Excerpted text -
--

Catalysts
About Paramount Global
Paramount Global is a media and entertainment company spanning film, television, streaming, gaming, news, and sports.
What are the underlying business or industry changes driving this perspective?
- The plan to expand theatrical output from roughly 8 to at least 15 movies per year beginning in 2026 increases exposure to box office volatility and content underperformance. This could pressure studio revenue and compress margins if projects do not recoup rising production and marketing spend.
- Incremental programming investments in excess of US$1.5b across theatrical and direct to consumer platforms, layered on top of existing content budgets, raise the bar for content ROI. These investments could weigh on earnings and free cash flow if subscriber growth or licensing revenue does not keep pace.
- The ambition to rapidly scale Paramount+ globally through heavier content and technology investment, including convergence of three separate streaming tech stacks, introduces execution and timing risk. This could limit ARPU gains and delay segment margin improvement.
- Reliance on high cost, premium sports and combat sports rights such as UFC and Zuffa Boxing to support year round engagement concentrates risk in a single content category. This may strain content expense lines and keep net margins under pressure if price increases or advertising revenue fall short.
- The push to become one of the most technologically capable media companies through initiatives like Oracle Fusion integration and expanded use of artificial intelligence requires sizable upfront spending and complex implementation. This can drive higher operating costs and cause a near term drag on earnings and free cash flow if efficiency benefits arrive slower than planned.
Assumptions
This narrative explores a more pessimistic perspective on Paramount Global compared to the consensus, based on a Fair Value that aligns with the bearish cohort of analysts. How have these above catalysts been quantified?
- The bearish analysts are assuming Paramount Global's revenue will decrease by 1.2% annually over the next 3 years.
- The bearish analysts assume that profit margins will increase from -0.1% today to 3.5% in 3 years time.
- The bearish analysts expect earnings to reach $966.5 million (and earnings per share of $1.38) by about January 2029, up from $-19.0 million today. However, there is some disagreement amongst the analysts with the more bullish ones expecting earnings as high as $1.7 billion.
- In order for the above numbers to justify the price target of the more bearish analyst cohort, the company would need to trade at a PE ratio of 8.2x on those 2029 earnings, up from -391.8x today. This future PE is lower than the current PE for the US Media industry at 14.1x.
- The bearish analysts expect the number of shares outstanding to grow by 1.13% per year for the next 3 years.
- To value all of this in today's terms, we will use a discount rate of 10.01%, as per the Simply Wall St company report.
Risks
What could happen that would invalidate this narrative?
- The combined Paramount and Skydance assets give the company a wide mix of film, television, animation, gaming, news and sports IP, and management is explicitly orienting this toward scale and long-term growth, which could support steadier revenue and earnings than a purely legacy media model might suggest.
- Management is targeting total revenue of US$30b and adjusted OIBDA of US$3.5b in 2026 and has lifted its run rate efficiency goal from US$2b to at least US$3b. If these cost and efficiency plans track to guidance, net margins and free cash flow could look stronger than a bearish share price view assumes.

--

Record excerpts -
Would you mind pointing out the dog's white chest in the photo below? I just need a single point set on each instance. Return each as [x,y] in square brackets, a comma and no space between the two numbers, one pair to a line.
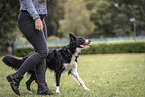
[72,64]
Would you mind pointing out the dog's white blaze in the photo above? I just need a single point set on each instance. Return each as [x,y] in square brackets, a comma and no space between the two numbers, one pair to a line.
[72,64]
[86,41]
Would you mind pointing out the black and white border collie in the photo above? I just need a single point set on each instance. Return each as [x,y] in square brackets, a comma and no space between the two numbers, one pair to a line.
[58,60]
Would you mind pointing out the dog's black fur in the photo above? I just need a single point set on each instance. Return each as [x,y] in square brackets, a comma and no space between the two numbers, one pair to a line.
[58,60]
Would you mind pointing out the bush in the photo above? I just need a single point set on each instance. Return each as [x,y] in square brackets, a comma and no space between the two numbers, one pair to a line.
[99,48]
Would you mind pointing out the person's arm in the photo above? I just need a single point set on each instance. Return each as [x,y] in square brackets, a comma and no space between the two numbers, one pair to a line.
[31,9]
[33,13]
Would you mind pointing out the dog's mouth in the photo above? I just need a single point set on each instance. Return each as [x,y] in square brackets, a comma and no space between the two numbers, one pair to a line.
[84,46]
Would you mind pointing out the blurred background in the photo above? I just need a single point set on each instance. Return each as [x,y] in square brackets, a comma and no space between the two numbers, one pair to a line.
[99,20]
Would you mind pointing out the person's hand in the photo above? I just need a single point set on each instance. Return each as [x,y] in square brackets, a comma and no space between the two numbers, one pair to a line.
[38,24]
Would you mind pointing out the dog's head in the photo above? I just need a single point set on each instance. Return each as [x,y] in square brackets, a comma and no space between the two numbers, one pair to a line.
[79,42]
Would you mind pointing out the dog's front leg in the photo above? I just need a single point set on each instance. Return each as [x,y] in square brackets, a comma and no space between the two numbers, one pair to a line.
[77,77]
[57,77]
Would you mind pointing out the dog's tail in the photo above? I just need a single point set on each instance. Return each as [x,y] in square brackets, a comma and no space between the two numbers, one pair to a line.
[12,62]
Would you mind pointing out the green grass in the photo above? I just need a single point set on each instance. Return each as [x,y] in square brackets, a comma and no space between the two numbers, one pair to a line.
[108,75]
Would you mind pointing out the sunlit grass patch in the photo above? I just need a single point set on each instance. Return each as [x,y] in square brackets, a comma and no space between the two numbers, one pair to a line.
[108,75]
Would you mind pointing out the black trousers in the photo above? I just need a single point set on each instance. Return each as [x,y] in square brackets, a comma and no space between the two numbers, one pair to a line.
[38,40]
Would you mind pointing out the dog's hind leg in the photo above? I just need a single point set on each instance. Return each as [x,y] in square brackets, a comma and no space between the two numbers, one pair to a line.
[28,83]
[76,76]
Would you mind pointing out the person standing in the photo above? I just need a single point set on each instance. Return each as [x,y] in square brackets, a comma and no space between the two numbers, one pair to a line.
[31,24]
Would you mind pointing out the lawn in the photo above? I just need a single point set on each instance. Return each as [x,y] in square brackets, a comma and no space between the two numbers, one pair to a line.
[107,75]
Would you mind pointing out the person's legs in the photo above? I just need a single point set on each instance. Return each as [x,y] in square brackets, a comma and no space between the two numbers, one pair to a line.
[38,41]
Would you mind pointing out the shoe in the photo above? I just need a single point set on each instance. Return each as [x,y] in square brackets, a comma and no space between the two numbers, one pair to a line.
[14,80]
[44,90]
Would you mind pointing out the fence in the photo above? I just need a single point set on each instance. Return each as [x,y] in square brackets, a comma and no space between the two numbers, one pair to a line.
[64,42]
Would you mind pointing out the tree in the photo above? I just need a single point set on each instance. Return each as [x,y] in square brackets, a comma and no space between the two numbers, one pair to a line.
[76,19]
[8,20]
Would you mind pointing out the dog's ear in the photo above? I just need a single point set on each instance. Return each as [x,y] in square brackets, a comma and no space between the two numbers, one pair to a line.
[71,36]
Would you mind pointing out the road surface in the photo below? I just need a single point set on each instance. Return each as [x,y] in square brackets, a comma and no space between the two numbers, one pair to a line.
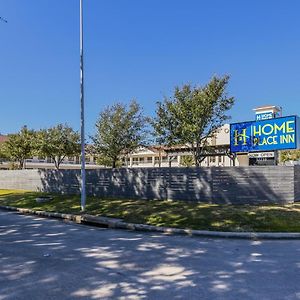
[49,259]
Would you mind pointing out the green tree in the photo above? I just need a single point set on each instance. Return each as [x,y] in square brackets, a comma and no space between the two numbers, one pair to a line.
[19,146]
[193,115]
[187,161]
[119,131]
[58,142]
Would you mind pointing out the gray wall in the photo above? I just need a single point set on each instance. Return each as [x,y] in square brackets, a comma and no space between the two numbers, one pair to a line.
[236,185]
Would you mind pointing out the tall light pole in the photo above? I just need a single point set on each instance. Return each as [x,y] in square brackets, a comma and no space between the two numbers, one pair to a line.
[3,20]
[83,192]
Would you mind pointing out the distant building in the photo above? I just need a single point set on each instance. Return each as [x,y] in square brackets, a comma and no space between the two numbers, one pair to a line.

--

Work to complete -
#1 Answer from the Paramount Global analysis:
(a) How many movies per year does the plan aim to release theatrically beginning in 2026?
(b) What discount rate is used to value the figures in today's terms?
(c) What total revenue is management targeting for 2026?
#2 Copy verbatim the passage of the Paramount Global analysis that starts at "- In order for" and ends after "St company report.".

Solutions -
#1
(a) At least 15 movies per year, up from roughly 8.
(b) 10.01%.
(c) US$30b.

#2
- In order for the above numbers to justify the price target of the more bearish analyst cohort, the company would need to trade at a PE ratio of 8.2x on those 2029 earnings, up from -391.8x today. This future PE is lower than the current PE for the US Media industry at 14.1x.
- The bearish analysts expect the number of shares outstanding to grow by 1.13% per year for the next 3 years.
- To value all of this in today's terms, we will use a discount rate of 10.01%, as per the Simply Wall St company report.